## Start
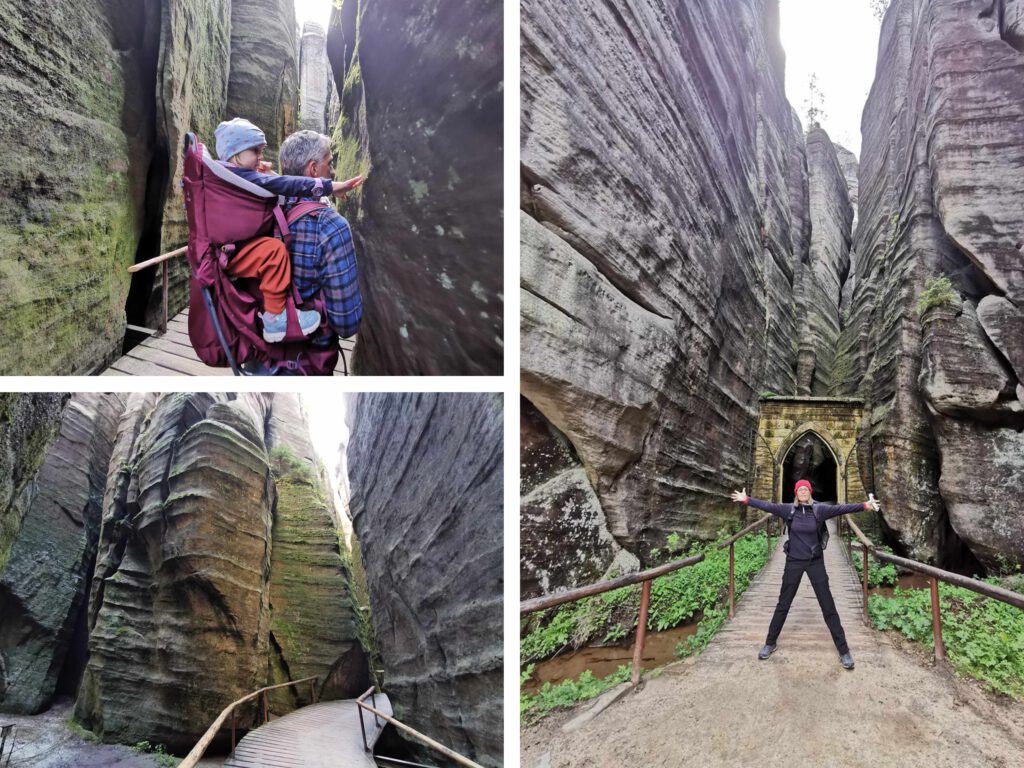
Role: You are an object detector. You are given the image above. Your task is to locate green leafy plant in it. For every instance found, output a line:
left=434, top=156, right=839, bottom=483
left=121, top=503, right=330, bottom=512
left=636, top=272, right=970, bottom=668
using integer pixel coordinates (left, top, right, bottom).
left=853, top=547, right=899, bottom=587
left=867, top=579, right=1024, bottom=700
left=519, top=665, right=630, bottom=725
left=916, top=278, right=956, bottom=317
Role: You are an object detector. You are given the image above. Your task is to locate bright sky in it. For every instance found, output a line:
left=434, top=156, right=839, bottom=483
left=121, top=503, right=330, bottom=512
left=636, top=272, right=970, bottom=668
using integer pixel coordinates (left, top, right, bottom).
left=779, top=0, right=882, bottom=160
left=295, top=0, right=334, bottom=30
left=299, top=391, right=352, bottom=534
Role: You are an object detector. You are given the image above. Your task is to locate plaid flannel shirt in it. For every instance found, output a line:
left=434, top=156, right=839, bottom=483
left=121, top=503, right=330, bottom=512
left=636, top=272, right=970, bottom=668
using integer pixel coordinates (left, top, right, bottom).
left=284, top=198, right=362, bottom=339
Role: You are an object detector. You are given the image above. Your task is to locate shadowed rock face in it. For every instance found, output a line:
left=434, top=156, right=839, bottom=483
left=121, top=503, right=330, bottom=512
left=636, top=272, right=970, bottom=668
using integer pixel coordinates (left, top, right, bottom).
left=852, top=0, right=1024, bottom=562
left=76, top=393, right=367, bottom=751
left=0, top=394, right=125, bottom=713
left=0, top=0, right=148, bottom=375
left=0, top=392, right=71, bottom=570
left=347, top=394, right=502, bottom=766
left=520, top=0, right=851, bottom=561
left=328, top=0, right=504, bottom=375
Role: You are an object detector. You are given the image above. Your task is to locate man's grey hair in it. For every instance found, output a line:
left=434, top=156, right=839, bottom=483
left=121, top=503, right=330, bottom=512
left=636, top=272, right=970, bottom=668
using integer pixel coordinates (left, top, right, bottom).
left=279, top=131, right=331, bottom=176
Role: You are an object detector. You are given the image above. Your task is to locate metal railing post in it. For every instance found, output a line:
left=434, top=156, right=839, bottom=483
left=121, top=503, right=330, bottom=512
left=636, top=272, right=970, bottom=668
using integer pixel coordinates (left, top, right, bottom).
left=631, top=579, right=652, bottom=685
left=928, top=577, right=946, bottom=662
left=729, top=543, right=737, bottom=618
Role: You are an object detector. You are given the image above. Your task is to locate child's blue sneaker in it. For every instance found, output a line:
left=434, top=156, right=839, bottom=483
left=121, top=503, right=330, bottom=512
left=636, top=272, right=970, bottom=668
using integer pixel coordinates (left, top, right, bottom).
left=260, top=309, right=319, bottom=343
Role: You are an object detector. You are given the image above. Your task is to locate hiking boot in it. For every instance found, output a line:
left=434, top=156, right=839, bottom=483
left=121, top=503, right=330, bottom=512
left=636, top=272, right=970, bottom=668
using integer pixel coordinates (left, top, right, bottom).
## End
> **Brief**
Recast every line of the records above as a numbered list, skipping blank lines and leaving out the pictures.

> **Answer to this problem**
1. Role: You are an object detector. You are given the image above. Your task is to locate green leafy plant in it. For every instance found, output a line:
2. left=434, top=156, right=839, bottom=483
3. left=121, top=503, right=330, bottom=512
4. left=636, top=272, right=970, bottom=668
5. using integer pixel coordinates (left, top, right, bottom).
6. left=853, top=547, right=899, bottom=587
7. left=867, top=579, right=1024, bottom=700
8. left=519, top=665, right=630, bottom=725
9. left=916, top=278, right=956, bottom=317
10. Role: You are an object detector. You are given the image above. Your task is to locate bright sky in it. For every instance found, output a line:
11. left=434, top=156, right=839, bottom=483
12. left=121, top=503, right=330, bottom=512
13. left=636, top=272, right=970, bottom=668
14. using integer pixel coordinates (left, top, right, bottom).
15. left=779, top=0, right=882, bottom=160
16. left=295, top=0, right=334, bottom=30
17. left=299, top=391, right=352, bottom=534
18. Role: You are an object detector. You are given the image above. Your task is to locate plaid flannel shirt in it. For every instance found, output a line:
19. left=434, top=156, right=839, bottom=483
20. left=121, top=503, right=330, bottom=512
21. left=636, top=272, right=970, bottom=668
22. using integer pixel coordinates (left, top, right, bottom).
23. left=284, top=198, right=362, bottom=339
24. Role: You are an object detector. You are given the image above. Your task is to locate shadowed rock face in it. For every instance found, output a line:
25. left=434, top=156, right=839, bottom=483
26. left=121, top=503, right=330, bottom=512
27. left=636, top=272, right=970, bottom=668
28. using integer pixel coordinates (left, top, right, bottom).
29. left=852, top=0, right=1024, bottom=562
30. left=76, top=393, right=367, bottom=751
31. left=0, top=394, right=125, bottom=713
32. left=0, top=0, right=148, bottom=375
33. left=0, top=392, right=71, bottom=570
34. left=347, top=394, right=502, bottom=766
35. left=520, top=0, right=851, bottom=561
36. left=328, top=0, right=504, bottom=375
37. Role: You are an object detector. You are given the image above. Your task is to locate man's grey hair in it. For every instance found, output a line:
38. left=434, top=156, right=839, bottom=483
39. left=121, top=503, right=330, bottom=512
40. left=636, top=272, right=970, bottom=668
41. using integer pixel coordinates (left, top, right, bottom).
42. left=279, top=131, right=331, bottom=176
43. Role: You are an object detector. You are given the image above. Your task is to locate metal railing post in it. For every instance found, output a line:
44. left=434, top=156, right=839, bottom=483
45. left=121, top=503, right=330, bottom=512
46. left=636, top=272, right=970, bottom=668
47. using integer pixel coordinates (left, top, right, bottom).
48. left=631, top=579, right=652, bottom=685
49. left=928, top=577, right=946, bottom=662
50. left=729, top=543, right=737, bottom=618
51. Role: You are an object detector. You are given the image above. Your task is to locate child's blue sneaker in it. For every instance found, output a line:
52. left=434, top=156, right=839, bottom=483
53. left=121, top=503, right=330, bottom=512
54. left=636, top=272, right=970, bottom=668
55. using integer pixel coordinates (left, top, right, bottom).
56. left=260, top=309, right=319, bottom=343
57. Role: You are an object detector. You are given the image above. Your task is to locate hiking boot in it. For every instance found, output a line:
58. left=434, top=156, right=839, bottom=483
59. left=121, top=503, right=330, bottom=512
60. left=636, top=272, right=970, bottom=668
61. using integer pixel coordinates (left, top, right, bottom).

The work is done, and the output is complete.